#### SOURCE DOCUMENT:
BEGIN

Falls Church, February 10, 2015 —The American Thyroid Association (ATA) has championed the effort to include a daily serving of iodine in multivitamin/mineral supplements intended for pregnant and breastfeeding women, and it applauds the new guidelines released by the U.S. Council for Responsible Nutrition (CRN) advising manufacturers to include 150 micrograms of iodine to these daily supplements. This recommendation is based on scientific evidence that iodine is critical in early pregnancy to support fetal brain development. Pregnant and lactating women who do not get sufficient iodine in their diet may put their children at risk for decreased cognitive function.
The ATA had taken a leadership role in petitioning for a change in the Dietary Guidelines for Americans, according to Alex Stagnaro-Green, M.D., Dean, University of Illinois College of Medicine, Rockford. It coordinated the development of a joint proposal urging that iodine be included in all prenatal vitamin and mineral supplements, which was supported by five leading organizations: the Endocrine Society, American Association of Clinical Endocrinologists, Iodine Global Network (formerly the International Council for the Control of Iodine Deficiency Disorders), the Teratology Society, and the ATA.
“Pregnant and breastfeeding women in the United States are at risk for mild iodine deficiency,” says Dr. Stagnaro-Green. “The addition of 150 mcg of iodine in all prenatal vitamins will ensure that the developing brain of the baby during pregnancy and early infancy will have sufficient iodine to develop to its maximal potential.”

END

#### REQUIRED ACTION 1:
Translate into Spanish this sentence from the press release on iodine in prenatal supplements: "This recommendation is based on scientific evidence that iodine is critical in early pregnancy to support fetal brain development."
#### REQUIRED ACTION 2:
Answer these questions using the press release on iodine in prenatal supplements:
(a) How many micrograms of iodine do the CRN guidelines advise manufacturers to include?
(b) What was the former name of the Iodine Global Network?
(c) According to Dr. Stagnaro-Green, what are pregnant and breastfeeding women in the United States at risk for?
#### REQUIRED ACTION 3:
Extend the press release on iodine in prenatal supplements by writing the paragraph that follows its final quotation.

#### EXTRACTED RECORDS:
BEGIN

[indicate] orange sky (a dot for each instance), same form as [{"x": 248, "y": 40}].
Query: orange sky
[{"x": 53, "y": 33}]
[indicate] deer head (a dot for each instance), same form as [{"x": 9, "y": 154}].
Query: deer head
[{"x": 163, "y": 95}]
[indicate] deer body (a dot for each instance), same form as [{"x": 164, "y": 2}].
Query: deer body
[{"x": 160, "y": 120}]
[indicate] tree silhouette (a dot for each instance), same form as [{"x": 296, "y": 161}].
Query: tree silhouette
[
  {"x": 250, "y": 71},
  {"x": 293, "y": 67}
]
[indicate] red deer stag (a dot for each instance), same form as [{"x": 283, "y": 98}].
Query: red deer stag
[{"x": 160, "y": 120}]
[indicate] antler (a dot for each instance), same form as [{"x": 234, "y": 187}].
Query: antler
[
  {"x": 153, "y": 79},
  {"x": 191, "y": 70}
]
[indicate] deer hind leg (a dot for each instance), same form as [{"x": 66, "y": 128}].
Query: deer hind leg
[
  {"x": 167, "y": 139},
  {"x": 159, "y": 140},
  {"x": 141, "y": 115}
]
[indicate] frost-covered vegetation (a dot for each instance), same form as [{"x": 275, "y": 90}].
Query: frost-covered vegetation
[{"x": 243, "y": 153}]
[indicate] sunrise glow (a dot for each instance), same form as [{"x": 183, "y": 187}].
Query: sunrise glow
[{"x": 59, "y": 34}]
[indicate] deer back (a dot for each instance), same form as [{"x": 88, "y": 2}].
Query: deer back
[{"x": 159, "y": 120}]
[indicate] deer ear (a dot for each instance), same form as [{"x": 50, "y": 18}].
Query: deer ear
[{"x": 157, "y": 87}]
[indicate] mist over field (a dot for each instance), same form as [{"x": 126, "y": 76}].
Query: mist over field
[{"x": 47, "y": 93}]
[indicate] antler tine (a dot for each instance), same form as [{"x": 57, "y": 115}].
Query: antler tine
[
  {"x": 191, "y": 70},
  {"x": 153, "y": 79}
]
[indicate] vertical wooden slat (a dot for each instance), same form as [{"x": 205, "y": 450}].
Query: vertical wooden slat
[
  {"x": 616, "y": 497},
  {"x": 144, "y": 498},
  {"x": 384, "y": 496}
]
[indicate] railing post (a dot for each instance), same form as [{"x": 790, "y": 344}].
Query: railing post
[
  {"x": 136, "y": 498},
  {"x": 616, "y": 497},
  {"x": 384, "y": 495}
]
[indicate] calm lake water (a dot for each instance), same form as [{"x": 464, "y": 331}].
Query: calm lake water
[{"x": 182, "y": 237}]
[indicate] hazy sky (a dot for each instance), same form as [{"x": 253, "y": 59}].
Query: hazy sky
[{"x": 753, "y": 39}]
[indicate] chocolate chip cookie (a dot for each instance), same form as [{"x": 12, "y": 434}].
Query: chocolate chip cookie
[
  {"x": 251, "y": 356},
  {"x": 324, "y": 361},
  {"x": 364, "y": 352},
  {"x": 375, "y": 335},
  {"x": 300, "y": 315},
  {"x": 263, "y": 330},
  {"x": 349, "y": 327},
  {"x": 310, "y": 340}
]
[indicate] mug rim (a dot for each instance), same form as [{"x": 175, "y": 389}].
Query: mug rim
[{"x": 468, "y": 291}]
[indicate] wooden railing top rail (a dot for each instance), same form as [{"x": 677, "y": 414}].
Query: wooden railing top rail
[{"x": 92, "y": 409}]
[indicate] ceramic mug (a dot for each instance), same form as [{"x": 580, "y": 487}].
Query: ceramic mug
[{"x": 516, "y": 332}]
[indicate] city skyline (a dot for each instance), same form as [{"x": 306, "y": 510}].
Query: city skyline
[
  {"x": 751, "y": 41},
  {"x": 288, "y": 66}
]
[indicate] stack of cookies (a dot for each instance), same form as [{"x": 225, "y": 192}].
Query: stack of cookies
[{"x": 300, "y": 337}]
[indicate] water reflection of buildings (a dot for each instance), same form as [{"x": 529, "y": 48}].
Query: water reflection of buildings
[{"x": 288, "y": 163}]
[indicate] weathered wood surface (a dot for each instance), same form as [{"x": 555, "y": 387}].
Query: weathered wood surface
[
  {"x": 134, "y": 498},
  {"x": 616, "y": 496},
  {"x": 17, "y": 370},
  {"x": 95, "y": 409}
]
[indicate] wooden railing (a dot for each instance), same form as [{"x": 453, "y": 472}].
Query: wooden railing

END

#### RESPONSE 1:
Esta recomendación se basa en evidencia científica de que el yodo es fundamental al inicio del embarazo para favorecer el desarrollo cerebral del feto.

#### RESPONSE 2:
(a) 150 micrograms.
(b) The International Council for the Control of Iodine Deficiency Disorders.
(c) Mild iodine deficiency.

#### RESPONSE 3:
The American Thyroid Association (ATA) is the leading worldwide organization dedicated to the advancement, understanding, prevention, diagnosis, and treatment of thyroid disorders and thyroid cancer. ATA is an international membership medical society with over 1,700 members from 43 countries around the world. Celebrating its 92nd anniversary, the ATA delivers its mission — of being devoted to thyroid biology and to the prevention and treatment of thyroid disease through excellence in research, clinical care, education, and public health — through several key endeavors: the publication of highly regarded professional journals, Thyroid, Clinical Thyroidology, and VideoEndocrinology; annual scientific meetings; biennial clinical and research symposia; research grant programs for young investigators, support of online professional, public and patient educational programs; and the development of guidelines for clinical management of thyroid disease and thyroid cancer. The ATA promotes thyroid awareness and information through its online Clinical Thyroidology for the Public (distributed free of charge to over 11,000 patients and public subscribers) and extensive, authoritative explanations of thyroid disease and thyroid cancer in both English and Spanish. The ATA website provides reliable information on the Internet www.thyroid.org and serves as a bonafide clinical resource for patients and the public.